--- BEGIN ---

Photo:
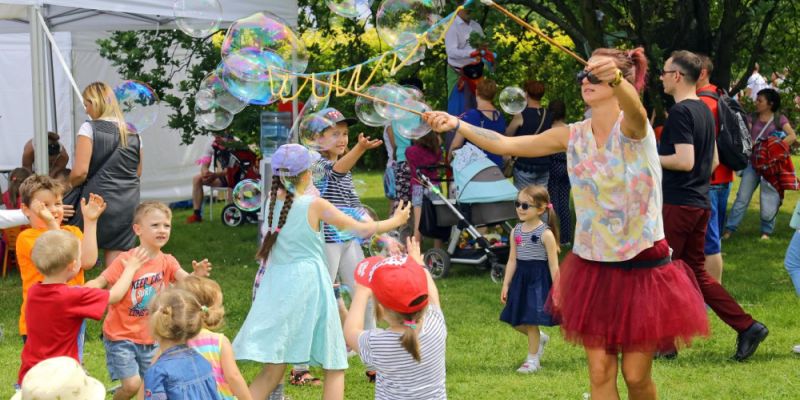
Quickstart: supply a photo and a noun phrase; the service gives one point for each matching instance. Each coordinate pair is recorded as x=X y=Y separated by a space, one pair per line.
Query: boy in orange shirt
x=129 y=344
x=47 y=191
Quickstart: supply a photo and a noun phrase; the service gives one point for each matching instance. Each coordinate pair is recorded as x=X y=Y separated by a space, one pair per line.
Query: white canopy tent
x=82 y=22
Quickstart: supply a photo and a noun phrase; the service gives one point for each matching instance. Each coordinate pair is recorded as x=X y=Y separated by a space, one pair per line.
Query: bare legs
x=272 y=374
x=636 y=370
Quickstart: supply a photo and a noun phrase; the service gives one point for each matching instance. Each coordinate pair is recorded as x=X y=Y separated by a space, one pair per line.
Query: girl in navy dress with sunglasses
x=532 y=267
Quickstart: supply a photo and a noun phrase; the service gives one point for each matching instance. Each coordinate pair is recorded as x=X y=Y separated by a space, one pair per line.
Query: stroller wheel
x=232 y=216
x=497 y=273
x=437 y=261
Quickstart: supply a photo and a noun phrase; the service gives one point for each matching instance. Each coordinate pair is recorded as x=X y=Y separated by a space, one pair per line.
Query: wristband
x=617 y=79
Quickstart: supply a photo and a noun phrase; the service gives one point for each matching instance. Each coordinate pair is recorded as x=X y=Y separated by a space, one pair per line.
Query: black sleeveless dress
x=117 y=182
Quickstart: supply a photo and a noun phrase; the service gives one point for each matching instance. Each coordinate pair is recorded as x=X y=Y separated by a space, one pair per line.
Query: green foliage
x=482 y=352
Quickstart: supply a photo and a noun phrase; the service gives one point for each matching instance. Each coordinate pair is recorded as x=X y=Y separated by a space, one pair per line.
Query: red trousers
x=685 y=230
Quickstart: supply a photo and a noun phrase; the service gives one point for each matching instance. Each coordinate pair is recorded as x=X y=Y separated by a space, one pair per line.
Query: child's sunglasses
x=523 y=206
x=588 y=75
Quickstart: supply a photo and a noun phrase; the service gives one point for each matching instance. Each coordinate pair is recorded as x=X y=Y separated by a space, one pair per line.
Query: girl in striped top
x=215 y=347
x=532 y=267
x=410 y=354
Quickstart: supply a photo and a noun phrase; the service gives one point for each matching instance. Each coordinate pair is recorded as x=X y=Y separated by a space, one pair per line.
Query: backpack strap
x=709 y=93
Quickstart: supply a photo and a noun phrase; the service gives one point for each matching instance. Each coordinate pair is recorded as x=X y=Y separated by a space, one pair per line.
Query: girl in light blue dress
x=294 y=318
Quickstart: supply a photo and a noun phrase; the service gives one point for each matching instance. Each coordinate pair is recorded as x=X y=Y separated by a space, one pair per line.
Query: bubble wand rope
x=343 y=90
x=533 y=29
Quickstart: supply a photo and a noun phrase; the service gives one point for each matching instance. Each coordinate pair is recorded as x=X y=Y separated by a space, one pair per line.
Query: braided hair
x=272 y=234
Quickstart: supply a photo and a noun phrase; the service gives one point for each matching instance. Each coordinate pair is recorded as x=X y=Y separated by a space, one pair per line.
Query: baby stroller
x=243 y=178
x=486 y=197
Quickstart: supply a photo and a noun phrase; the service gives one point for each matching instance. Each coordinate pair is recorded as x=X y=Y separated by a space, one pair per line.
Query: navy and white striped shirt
x=338 y=189
x=400 y=377
x=529 y=244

--- END ---

Task objective: Leave out the pictures and output the rest of the material exactly as written.

Solution to this task:
Photo:
Quickstart: supply a photo and a noun phrase; the service gives one point for each matching instance. Each coordinate pair is recorded as x=X y=Y separated by a space, one pair per line.
Query: boy in orange shirt
x=129 y=344
x=47 y=191
Quickstart: supply a photo and a noun phrase; the service gives one point for each matching instance. Each coordinate pair is recorded as x=X y=Y separated by a space, one pair per line.
Query: white canopy tent
x=82 y=22
Quickstart: supply a photo and a noun phrase; the service gives one point for each matching instance. Each coordinate pair is recorded as x=X y=Y separated by a space, one pair per line.
Query: bare legs
x=272 y=374
x=636 y=370
Quickstart: supply a photo and a noun phrase; the service gives one point for each matching instance. Each coordinate pair is recorded as x=X y=Y separated by a space, one pair per line.
Query: girl in navy dress with sunglasses
x=532 y=267
Quickstart: supply a photo and a noun phrase; the service gives one point for each matching instance. Each coordinate pair is recorded as x=X y=Y separated by a space, one pair per line.
Query: stroller wheel
x=232 y=216
x=497 y=273
x=437 y=261
Quickstart: supply a photo and a noun phrase; the service gives one point for each matching instance. Each coordinate pair is recorded as x=X y=Y separated by a space, one pair per line.
Query: wristband
x=617 y=79
Quickstart: supply a photo and a noun phrase; the service gives one point for each matching instance. Each coordinate pair is recorded as x=X y=Y separated by a space, one pair per line.
Query: black sleeveless dress
x=117 y=182
Quickstart: supply a photo and a noun phrase; the service gives one point for each matching instance. Each coordinate pair is recorded as x=X y=Y separated by a space, one pair per line.
Query: green foliage
x=482 y=352
Quickstart: supply a photo and a noun phrase; the service gives one point for each matching instance. Each coordinate pair is recorded as x=X y=Y separated by a space, one pair per line.
Query: red trousers
x=685 y=230
Quickstart: supply a photo and a noun phrase; the service gives one point for each matching instance. Each coordinate pair is recorded as x=X y=Y separated by a space, one pair per line.
Query: child's sunglasses
x=523 y=206
x=588 y=75
Quickstart: supply a photo and a noun phrase; the service gives one point for each matching instance. Each coordinate pair is recorded as x=X y=Y separated by a space, one pair per line.
Query: girl in striped top
x=215 y=347
x=532 y=267
x=410 y=354
Quickstart: supply a photo and a noun phrase; the service gives one point for each matching instance. Each coordinate pair is recorded as x=X y=Y separated by a space, one pair per line.
Query: backpack strap
x=709 y=93
Quickstart: supply a photo and a noun phrase; the service gives one point for each matching instance. Each coordinate pair is recorded as x=X y=Y separated by a space, one pair per line.
Query: girl in light blue dress
x=294 y=318
Quickstart: supply a photo and a noun phrase; the service gives one point for each matching instance. Each coordinate pair is recorded as x=X y=Y separated by a space, one pair per line.
Query: bubble wand rope
x=343 y=90
x=533 y=29
Quickstart: supply a photo and a noun phrase; the service gives one point for each matching instance. Each coordinate pair is recorded as x=X y=Y separated by a space, one pair per line.
Query: braided hair
x=272 y=234
Quickstart: supply a photo and a noun phrase; the service gives one point for each matching instance. Each coordinate pair is recorded as x=X y=Y separated by a space, one pair per line.
Query: baby stroller
x=243 y=178
x=486 y=197
Quickstart: supply a photo and a noun phrase; the service gives one point for each matching instance. Each coordinate pair is recorded as x=X y=Y separated by a space, one pair per line.
Query: navy and white striped shirt
x=338 y=189
x=400 y=377
x=529 y=244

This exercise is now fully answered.